Problem to solve >>
Render the items from their beginning up to and including the line containing "positive clicks: (453, 464)" as a numbered list, omitting blank lines and leaving the pictures out.

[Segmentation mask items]

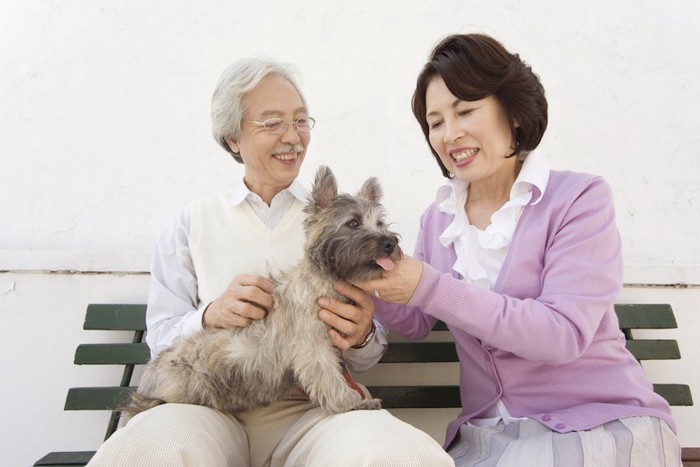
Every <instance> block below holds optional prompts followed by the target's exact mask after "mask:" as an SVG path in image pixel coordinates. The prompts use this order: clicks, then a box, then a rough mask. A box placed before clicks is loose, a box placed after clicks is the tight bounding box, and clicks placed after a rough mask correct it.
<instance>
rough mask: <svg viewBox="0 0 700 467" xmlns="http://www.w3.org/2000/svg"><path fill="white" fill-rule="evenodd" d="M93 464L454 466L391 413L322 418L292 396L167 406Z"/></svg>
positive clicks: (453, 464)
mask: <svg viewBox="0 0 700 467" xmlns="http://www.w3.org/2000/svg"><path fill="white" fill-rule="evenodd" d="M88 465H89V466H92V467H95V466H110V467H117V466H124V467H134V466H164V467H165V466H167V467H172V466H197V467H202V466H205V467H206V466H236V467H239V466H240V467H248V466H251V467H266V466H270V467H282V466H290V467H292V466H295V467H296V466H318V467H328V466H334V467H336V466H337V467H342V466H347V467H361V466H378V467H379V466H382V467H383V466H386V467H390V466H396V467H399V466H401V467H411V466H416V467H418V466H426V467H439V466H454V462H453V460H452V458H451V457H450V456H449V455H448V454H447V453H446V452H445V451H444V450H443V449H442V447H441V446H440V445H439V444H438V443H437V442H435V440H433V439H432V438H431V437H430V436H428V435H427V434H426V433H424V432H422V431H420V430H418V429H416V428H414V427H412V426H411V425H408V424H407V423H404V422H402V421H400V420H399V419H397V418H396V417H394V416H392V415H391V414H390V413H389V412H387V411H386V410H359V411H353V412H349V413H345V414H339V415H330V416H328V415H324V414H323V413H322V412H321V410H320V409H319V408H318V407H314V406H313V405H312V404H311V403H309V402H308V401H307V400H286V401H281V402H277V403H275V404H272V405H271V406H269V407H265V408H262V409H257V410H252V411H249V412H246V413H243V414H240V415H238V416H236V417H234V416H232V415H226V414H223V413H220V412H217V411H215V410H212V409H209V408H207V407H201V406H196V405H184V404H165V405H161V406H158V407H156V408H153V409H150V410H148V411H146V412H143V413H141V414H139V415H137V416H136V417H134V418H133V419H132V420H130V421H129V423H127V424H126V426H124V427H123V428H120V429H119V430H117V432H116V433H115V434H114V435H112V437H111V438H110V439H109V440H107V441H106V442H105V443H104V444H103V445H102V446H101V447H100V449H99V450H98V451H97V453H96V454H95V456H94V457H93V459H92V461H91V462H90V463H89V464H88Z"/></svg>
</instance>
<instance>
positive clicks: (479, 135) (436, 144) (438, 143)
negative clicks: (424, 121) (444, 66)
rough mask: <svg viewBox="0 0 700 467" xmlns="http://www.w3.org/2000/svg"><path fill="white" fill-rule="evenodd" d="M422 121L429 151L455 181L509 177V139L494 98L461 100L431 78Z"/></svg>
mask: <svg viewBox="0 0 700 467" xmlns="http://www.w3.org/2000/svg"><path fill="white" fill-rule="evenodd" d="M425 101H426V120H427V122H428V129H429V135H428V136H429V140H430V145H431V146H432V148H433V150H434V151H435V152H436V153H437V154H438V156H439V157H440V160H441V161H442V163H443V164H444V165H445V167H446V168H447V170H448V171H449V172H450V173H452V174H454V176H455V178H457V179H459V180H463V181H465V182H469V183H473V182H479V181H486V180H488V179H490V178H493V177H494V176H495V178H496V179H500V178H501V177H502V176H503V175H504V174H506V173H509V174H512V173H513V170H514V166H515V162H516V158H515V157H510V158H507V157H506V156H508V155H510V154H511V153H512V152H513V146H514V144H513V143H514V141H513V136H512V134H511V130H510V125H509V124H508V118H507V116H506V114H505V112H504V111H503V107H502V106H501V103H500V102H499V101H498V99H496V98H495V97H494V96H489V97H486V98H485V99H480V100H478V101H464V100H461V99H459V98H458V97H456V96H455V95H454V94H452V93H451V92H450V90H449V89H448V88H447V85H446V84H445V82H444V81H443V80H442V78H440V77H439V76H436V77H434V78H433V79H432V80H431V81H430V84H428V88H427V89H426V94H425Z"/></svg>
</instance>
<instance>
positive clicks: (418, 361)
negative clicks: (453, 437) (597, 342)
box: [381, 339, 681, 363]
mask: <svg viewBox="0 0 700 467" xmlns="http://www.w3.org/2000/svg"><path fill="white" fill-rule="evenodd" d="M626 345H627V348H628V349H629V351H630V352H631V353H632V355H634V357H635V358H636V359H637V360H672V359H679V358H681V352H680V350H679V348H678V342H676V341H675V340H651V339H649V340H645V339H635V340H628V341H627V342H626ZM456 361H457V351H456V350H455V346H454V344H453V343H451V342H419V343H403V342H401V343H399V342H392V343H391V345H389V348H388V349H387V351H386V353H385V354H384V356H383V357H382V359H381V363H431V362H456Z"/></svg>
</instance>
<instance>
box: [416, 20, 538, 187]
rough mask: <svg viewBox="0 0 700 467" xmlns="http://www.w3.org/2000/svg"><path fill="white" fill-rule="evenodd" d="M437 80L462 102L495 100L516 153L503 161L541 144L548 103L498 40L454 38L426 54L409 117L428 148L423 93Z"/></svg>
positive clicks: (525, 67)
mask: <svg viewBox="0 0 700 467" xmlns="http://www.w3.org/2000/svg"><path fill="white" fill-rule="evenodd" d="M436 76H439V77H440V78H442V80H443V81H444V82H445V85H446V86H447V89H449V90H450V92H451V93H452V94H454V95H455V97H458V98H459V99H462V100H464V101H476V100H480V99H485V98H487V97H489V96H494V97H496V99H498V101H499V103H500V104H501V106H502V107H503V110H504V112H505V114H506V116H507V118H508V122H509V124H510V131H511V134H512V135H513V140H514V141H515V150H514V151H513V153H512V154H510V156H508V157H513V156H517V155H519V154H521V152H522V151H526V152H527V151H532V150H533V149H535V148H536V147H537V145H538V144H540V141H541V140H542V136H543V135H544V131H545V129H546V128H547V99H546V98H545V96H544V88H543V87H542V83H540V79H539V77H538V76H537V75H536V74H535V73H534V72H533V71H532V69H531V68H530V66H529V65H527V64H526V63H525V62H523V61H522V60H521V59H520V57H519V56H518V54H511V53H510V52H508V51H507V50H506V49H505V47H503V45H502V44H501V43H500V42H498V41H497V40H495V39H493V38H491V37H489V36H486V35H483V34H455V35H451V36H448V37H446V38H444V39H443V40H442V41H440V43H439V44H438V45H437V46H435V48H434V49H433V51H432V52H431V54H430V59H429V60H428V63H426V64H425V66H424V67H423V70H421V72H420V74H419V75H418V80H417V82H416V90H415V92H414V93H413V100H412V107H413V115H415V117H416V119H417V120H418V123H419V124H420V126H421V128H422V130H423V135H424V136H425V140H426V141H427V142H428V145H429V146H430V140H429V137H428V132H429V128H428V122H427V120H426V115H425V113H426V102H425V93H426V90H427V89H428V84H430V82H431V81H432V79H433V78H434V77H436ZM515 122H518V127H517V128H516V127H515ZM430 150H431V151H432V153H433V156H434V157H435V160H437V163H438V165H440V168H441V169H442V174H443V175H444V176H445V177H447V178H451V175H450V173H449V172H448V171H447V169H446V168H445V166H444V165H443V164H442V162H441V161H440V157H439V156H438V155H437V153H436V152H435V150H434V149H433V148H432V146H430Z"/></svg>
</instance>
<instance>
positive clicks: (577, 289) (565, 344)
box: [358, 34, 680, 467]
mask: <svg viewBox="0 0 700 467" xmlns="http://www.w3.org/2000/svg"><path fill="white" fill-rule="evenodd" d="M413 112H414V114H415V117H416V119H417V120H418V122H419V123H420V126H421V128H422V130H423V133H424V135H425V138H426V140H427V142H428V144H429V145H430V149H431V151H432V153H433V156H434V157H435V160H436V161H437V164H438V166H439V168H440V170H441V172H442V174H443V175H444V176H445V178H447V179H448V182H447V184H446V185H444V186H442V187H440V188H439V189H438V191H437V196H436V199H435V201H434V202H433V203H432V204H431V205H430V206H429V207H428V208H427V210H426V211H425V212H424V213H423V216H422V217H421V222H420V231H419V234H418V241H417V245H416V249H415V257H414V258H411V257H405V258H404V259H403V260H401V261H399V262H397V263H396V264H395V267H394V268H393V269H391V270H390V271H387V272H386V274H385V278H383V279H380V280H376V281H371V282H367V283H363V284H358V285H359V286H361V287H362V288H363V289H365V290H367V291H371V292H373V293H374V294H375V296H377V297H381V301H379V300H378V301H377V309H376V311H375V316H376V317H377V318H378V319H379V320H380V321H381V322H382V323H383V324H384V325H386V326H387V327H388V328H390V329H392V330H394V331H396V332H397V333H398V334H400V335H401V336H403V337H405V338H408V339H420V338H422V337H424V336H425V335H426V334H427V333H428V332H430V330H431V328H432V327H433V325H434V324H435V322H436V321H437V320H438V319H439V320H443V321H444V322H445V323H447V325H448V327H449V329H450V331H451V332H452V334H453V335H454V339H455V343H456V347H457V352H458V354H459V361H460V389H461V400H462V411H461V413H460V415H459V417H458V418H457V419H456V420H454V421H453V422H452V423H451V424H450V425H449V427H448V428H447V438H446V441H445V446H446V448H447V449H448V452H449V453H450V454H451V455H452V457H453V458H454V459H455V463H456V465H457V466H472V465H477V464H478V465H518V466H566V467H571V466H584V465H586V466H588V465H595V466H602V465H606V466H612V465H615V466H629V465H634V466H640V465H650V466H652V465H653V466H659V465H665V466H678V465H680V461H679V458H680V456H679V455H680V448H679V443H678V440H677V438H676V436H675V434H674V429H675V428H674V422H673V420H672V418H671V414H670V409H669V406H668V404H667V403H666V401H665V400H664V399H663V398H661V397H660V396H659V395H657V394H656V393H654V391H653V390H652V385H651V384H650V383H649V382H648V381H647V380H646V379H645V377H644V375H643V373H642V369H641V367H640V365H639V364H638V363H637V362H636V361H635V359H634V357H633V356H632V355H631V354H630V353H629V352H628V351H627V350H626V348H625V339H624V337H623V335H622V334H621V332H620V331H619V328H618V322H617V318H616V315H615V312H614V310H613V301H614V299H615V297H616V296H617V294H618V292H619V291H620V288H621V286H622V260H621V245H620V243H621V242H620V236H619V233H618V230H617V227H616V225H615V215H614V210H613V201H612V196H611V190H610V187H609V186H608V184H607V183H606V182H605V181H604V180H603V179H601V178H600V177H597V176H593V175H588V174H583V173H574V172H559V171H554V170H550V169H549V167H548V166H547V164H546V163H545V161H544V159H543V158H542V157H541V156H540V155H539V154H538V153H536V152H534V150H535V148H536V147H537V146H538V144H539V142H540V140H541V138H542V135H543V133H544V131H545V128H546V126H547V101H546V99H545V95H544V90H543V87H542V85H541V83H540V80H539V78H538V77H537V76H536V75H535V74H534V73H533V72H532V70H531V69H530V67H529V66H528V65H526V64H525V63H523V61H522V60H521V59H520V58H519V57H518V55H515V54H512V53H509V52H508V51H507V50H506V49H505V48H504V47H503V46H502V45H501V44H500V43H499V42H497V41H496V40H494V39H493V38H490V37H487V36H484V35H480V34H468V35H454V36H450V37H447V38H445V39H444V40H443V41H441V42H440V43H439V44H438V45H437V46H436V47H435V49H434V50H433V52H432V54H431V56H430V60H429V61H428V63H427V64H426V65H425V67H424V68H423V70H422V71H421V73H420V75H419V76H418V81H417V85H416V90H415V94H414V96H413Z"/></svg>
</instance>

Exercise answer >>
1. Every <instance> block below holds optional prompts followed by the target's exact mask after "mask:" as an SVG path in image pixel coordinates. The prompts use this order: clicks, then a box, then a rough mask. A box placed before clicks is loose, a box placed after clicks is the tight bounding box, and clicks placed after a rough mask correct it.
2. <instance>
3. rough mask: <svg viewBox="0 0 700 467" xmlns="http://www.w3.org/2000/svg"><path fill="white" fill-rule="evenodd" d="M93 464L454 466L391 413L322 418L292 396L167 406Z"/></svg>
4. positive clicks: (453, 464)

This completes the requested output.